- SET TASK 1 -
In the court ruling excerpt, who must deliver service before judgments may be taken against defendants who have not appeared?

___ TEXT BLOCK ___

In so ruling we do not intend to allow a recalcitrant governmental official in Germany to unjustifiably prevent plaintiffs from obtaining service on the defendant. In such a case the convention would not prevent the trial court from proceeding as to Andreas Stihl. The convention prohibits judgments from being taken against defendants who have not appeared until service has been perfected by delivery via the minister of justice. (See Article 15). Here, Andreas Stihl has had actual notice, has appeared by way of motions and has participated in depositions of the plaintiffs. In the future, should the minister of justice unjustifiably refuse to forward the summons and complaint after plaintiffs have complied with the applicable provisions of the convention, we will treat Andreas Stihl as having been served.

___ MATERIAL FOR THIS EXERCISE ___

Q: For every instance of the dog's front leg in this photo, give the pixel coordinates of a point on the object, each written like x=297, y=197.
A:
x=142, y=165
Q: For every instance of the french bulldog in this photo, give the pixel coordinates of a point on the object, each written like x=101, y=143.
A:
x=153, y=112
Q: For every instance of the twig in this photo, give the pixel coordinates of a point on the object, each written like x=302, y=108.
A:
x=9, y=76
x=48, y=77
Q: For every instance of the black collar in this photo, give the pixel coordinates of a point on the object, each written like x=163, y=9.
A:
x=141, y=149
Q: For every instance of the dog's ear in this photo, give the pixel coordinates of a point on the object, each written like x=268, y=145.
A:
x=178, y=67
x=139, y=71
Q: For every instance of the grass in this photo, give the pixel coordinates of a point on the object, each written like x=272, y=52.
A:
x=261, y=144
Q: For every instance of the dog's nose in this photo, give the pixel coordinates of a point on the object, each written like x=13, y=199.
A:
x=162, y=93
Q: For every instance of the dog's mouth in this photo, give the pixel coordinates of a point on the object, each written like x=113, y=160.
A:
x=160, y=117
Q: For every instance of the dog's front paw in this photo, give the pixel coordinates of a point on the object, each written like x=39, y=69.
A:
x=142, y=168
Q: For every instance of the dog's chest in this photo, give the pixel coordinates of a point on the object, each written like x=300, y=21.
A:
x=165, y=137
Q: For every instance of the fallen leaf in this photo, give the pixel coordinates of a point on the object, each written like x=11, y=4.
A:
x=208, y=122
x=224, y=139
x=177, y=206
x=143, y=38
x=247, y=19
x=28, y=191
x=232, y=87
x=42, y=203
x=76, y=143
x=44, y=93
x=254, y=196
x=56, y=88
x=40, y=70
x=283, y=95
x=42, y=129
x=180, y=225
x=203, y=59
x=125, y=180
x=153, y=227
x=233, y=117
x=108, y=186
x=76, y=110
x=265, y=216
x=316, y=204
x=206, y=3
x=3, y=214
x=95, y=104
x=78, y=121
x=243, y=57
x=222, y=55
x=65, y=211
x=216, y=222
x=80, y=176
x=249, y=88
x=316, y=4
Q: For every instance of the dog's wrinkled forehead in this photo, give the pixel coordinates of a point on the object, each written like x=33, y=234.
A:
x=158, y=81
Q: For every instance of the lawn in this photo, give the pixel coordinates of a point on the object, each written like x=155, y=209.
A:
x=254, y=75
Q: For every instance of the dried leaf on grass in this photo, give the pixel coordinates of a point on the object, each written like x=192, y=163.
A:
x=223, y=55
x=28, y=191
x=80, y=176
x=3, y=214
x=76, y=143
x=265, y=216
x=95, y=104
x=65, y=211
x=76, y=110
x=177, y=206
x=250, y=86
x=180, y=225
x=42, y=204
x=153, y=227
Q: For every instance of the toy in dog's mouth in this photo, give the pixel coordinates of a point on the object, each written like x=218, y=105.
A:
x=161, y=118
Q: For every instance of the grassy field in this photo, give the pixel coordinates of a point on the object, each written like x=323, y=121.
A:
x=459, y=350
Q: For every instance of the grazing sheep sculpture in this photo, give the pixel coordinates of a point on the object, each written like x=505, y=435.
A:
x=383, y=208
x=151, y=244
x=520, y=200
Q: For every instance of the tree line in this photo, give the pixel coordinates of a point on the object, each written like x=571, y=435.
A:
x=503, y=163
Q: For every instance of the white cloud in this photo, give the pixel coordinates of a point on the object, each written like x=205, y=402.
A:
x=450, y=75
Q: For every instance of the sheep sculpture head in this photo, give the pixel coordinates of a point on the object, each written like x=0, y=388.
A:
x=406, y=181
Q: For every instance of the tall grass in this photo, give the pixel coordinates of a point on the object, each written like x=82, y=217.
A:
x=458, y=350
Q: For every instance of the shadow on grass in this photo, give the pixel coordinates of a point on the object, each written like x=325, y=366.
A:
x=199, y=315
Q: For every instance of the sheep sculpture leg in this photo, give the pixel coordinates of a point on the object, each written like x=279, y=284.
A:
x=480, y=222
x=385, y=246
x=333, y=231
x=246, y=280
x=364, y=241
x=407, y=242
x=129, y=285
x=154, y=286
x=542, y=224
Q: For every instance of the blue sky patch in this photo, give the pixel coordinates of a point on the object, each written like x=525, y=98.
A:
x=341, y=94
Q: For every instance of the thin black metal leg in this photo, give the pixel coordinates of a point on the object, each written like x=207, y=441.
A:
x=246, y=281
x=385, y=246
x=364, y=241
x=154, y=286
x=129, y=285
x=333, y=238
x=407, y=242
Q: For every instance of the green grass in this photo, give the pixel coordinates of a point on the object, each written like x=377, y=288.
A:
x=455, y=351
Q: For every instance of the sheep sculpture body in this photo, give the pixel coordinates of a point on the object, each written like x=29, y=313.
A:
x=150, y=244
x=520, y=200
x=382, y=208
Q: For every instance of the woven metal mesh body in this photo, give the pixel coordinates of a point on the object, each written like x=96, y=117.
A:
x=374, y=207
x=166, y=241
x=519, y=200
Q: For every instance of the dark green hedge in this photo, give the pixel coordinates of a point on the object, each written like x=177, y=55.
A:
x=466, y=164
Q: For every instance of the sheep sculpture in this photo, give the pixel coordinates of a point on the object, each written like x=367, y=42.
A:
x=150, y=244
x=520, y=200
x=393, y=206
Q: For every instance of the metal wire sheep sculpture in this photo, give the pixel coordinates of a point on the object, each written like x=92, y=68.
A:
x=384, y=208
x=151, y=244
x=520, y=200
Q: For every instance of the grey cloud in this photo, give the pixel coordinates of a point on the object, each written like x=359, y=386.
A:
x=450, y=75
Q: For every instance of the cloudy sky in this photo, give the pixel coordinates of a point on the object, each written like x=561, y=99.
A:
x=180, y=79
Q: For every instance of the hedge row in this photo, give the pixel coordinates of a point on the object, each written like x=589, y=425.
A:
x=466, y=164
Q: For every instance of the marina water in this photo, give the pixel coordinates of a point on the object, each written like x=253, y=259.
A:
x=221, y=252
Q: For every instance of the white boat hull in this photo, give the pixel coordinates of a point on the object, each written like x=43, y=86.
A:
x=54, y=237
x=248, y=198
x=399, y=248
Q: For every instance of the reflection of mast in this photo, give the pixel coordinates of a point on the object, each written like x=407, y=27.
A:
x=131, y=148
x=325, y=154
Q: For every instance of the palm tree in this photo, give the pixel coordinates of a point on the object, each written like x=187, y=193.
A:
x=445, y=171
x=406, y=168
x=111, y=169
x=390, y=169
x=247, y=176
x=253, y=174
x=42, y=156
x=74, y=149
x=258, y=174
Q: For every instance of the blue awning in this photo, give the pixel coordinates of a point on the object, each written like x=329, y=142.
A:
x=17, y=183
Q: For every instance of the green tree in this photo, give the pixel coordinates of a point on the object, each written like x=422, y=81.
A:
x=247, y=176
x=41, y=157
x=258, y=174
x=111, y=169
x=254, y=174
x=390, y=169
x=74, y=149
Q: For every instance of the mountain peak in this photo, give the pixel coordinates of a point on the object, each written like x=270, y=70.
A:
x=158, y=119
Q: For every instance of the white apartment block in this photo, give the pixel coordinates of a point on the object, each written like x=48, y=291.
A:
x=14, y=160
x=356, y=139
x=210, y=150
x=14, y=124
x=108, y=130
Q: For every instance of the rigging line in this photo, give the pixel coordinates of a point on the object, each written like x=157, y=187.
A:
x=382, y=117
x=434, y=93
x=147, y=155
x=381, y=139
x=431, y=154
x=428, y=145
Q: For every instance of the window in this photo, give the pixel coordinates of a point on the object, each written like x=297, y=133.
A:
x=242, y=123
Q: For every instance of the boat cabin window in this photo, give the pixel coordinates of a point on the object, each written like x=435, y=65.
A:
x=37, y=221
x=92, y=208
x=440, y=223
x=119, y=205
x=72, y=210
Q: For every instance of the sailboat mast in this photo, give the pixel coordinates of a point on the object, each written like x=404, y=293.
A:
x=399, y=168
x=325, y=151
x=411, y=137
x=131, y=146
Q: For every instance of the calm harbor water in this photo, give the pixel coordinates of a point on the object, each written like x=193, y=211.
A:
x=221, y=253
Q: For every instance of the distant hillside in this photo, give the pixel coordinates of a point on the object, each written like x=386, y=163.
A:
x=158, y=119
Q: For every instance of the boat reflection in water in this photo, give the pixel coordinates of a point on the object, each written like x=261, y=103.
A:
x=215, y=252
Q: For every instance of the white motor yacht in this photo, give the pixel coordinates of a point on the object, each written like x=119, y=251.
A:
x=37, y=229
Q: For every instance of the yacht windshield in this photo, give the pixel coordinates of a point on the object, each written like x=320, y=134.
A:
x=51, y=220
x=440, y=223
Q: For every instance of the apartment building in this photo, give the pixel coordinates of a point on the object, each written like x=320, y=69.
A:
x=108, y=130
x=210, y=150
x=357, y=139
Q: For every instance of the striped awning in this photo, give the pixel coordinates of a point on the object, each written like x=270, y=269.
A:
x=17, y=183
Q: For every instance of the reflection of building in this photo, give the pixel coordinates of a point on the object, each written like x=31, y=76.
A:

___

- SET TASK 2 -
Resize the records from their start up to and including the line with "x=162, y=93". Give those lines again, requests included, and multiply each point coordinate in the answers by 2.3, rounding to whole numbers with halves going up. Leave the sample coordinates in the requests as they are.

- FULL OUTPUT 1 -
The minister of justice.

- FULL OUTPUT 2 -
Q: For every instance of the dog's front leg in this photo, give the pixel coordinates of a point on the object, each written like x=297, y=197.
A:
x=327, y=380
Q: For every instance of the french bulldog in this photo, give the pixel coordinates of a point on the object, each written like x=101, y=143.
A:
x=352, y=258
Q: For every instance of the twig in this photo, give the pixel coordinates of a point on the object, each written like x=302, y=108.
A:
x=21, y=175
x=110, y=177
Q: For every instance of the black collar in this photo, give the pixel coordinates of a point on the object, each written like x=163, y=9.
A:
x=324, y=343
Q: For every instance of the dog's ear in this photo, give the pixel coordinates of a point on the object, each written like x=268, y=145.
A:
x=409, y=154
x=320, y=163
Q: For every instance of the grass in this photo, give the pixel coordinates of a point on the object, each written like x=272, y=52.
A:
x=600, y=331
Q: For every instance of the dog's nose in this photo, give the pixel coordinates of a point on the object, each written like x=13, y=199.
A:
x=373, y=214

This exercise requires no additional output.